*** DOCUMENT SECTION ***
The script is smart, and contains so many classic bits from the "what-if" conversations we've all shared with friends around a late-night diner booth. What if a zombie apocalypse were to happen? What weapons would you use? Would you drive, or hoof it? Would you use bikes? Flamethrowers? What about animals? Do you think they would turn? It honestly feels as if the film were conceived by genuine zombie enthusiasts, and not just by people who threw something together containing zombies since they are very much in the forefront of current entertainment.
But alas...because this is a SyFy Channel original...the usual nitpicks arise. I always give credit where credit is due in terms of scope and ambition, and the filmmakers were mostly able to pull off a post-apocalyptic setting with very little money, but much of the CGI utilized in the film is at best laughable. Scenes with zombified animals come off as especially cartoonish, but there is enough evident care behind the scenes to let this slide.
In some scenes there is very little regard to exposition continuity. Meaning, it's noticeable when a character clarifies that to kill a zombie you need to destroy the brain, but then zombies are later brought down with shots/slices to the stomach, anyway. And it's also noticeable when a character says, "If you shoot an arrow at a zombie, retrieve the arrow if you can safely do so," then shoots a zombie with an arrow and runs right by it, not stopping to retrieve said arrow, even though it could have been done safely.
*** MATERIAL PROVIDED ***
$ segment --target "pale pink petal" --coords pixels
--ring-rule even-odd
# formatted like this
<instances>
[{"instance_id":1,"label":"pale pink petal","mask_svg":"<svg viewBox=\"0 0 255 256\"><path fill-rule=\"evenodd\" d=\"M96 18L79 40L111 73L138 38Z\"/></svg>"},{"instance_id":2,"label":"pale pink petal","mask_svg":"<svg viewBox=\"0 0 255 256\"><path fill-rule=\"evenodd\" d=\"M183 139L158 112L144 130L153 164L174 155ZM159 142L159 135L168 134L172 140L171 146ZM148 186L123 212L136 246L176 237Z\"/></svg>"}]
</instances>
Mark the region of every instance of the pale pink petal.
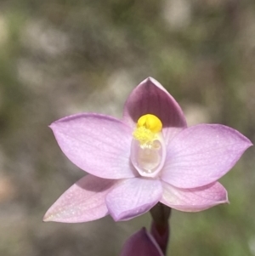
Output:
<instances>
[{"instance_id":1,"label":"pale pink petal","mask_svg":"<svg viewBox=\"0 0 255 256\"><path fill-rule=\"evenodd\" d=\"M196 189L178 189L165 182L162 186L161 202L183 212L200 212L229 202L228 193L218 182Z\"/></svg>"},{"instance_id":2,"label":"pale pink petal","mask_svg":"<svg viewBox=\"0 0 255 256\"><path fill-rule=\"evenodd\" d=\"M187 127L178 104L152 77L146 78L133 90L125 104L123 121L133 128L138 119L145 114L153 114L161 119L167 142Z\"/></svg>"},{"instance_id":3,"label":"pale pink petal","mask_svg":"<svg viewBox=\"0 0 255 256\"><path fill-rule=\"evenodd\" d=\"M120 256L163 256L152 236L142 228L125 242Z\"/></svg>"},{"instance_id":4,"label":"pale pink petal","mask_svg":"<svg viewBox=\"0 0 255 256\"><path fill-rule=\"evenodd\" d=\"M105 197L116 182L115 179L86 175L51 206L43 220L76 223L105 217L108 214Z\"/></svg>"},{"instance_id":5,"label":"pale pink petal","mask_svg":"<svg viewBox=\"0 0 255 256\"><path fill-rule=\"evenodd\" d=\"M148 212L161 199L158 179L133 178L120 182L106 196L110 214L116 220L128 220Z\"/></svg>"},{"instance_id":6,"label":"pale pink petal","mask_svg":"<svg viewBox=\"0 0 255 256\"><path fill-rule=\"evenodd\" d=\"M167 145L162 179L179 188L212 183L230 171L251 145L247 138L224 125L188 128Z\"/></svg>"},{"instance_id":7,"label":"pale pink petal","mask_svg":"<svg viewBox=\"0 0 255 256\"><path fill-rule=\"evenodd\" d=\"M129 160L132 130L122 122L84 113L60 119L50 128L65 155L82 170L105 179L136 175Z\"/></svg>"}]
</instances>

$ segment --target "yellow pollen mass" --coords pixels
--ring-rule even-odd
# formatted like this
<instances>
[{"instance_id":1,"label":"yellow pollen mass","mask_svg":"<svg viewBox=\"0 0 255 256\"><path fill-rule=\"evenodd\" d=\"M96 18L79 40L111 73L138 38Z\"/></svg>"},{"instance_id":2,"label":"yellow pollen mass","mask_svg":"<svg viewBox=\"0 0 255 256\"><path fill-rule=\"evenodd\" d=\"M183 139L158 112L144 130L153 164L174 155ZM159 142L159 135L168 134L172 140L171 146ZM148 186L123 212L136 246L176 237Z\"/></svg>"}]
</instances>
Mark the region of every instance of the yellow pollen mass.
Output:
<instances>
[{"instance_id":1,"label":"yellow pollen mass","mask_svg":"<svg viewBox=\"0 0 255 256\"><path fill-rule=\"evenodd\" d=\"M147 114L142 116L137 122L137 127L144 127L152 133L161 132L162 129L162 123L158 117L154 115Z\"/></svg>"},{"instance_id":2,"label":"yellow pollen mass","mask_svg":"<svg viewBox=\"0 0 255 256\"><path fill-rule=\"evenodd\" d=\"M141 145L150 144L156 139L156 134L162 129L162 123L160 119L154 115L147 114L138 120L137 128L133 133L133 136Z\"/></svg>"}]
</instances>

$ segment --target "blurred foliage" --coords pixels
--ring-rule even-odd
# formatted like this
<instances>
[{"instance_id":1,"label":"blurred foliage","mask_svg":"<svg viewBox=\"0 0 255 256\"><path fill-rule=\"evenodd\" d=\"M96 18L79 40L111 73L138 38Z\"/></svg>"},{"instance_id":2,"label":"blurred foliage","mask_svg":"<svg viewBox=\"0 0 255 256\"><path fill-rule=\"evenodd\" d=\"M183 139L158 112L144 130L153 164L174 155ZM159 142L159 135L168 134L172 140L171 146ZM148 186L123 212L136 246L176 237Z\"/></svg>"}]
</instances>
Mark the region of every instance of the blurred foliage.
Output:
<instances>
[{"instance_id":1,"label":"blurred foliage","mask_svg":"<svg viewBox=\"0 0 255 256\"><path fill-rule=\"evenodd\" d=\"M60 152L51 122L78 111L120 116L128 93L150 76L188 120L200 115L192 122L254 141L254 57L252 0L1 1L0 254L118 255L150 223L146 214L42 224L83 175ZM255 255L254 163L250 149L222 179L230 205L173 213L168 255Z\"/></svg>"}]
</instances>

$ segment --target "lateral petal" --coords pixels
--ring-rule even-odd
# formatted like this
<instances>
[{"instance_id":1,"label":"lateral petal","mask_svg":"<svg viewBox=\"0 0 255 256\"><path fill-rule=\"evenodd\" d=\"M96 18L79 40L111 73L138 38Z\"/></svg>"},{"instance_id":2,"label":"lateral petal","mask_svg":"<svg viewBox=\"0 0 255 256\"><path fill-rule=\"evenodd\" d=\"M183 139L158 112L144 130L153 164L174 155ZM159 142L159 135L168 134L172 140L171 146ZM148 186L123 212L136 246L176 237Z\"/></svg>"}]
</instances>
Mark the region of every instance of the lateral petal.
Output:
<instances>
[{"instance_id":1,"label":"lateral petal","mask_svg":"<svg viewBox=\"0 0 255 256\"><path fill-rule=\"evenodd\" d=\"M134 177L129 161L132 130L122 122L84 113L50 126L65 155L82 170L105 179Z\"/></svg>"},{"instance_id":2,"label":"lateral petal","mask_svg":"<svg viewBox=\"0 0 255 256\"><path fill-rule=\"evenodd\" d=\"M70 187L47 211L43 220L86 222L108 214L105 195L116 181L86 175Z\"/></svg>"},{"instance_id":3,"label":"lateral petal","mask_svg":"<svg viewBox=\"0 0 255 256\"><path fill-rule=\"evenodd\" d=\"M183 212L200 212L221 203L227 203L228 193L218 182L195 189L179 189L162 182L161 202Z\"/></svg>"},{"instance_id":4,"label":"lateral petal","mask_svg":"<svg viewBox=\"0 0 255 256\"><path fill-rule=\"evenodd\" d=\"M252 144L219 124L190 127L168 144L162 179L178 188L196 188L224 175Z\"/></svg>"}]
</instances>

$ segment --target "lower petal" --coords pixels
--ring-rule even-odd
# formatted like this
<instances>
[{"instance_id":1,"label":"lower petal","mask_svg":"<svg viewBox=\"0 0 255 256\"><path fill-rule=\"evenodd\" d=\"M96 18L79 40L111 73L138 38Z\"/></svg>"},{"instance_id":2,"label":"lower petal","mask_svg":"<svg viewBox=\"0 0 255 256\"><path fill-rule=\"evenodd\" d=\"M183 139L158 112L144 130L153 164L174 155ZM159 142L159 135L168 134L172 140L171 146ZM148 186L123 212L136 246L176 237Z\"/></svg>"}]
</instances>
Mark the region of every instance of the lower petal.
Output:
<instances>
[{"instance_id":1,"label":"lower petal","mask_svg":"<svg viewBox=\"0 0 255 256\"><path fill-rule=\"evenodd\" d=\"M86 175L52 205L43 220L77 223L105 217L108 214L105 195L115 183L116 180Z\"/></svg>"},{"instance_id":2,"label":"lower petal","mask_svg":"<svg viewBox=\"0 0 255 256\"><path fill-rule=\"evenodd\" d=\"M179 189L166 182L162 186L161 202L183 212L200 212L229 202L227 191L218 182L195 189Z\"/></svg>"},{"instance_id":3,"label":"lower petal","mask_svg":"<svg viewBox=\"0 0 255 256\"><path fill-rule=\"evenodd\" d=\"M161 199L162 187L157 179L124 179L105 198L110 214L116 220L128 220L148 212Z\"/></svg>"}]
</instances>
***
PROBLEMS TO WORK ON –
a) Answer these questions about the zombie film review, one per line:
(i) Which channel is the film an original of?
(ii) Which scenes come off as especially cartoonish?
(iii) What does a character say must be destroyed to kill a zombie?
b) Condense the paragraph of the zombie film review that opens with "But alas" into a shorter version that keeps its main facts.
c) From the zombie film review, output the passage that begins at the words "The script is" and stops after "of current entertainment.".

RESULTS FOR THE EXERCISE –
a)
(i) The SyFy Channel.
(ii) Scenes with zombified animals.
(iii) The brain.

b) Because the film is a SyFy Channel original, the usual nitpicks arise. The filmmakers deserve credit for scope and ambition and mostly pulled off a post-apocalyptic setting on very little money, but much of the CGI is laughable at best. Scenes with zombified animals look especially cartoonish, though the evident care behind the scenes is enough to let this slide.

c)
The script is smart, and contains so many classic bits from the "what-if" conversations we've all shared with friends around a late-night diner booth. What if a zombie apocalypse were to happen? What weapons would you use? Would you drive, or hoof it? Would you use bikes? Flamethrowers? What about animals? Do you think they would turn? It honestly feels as if the film were conceived by genuine zombie enthusiasts, and not just by people who threw something together containing zombies since they are very much in the forefront of current entertainment.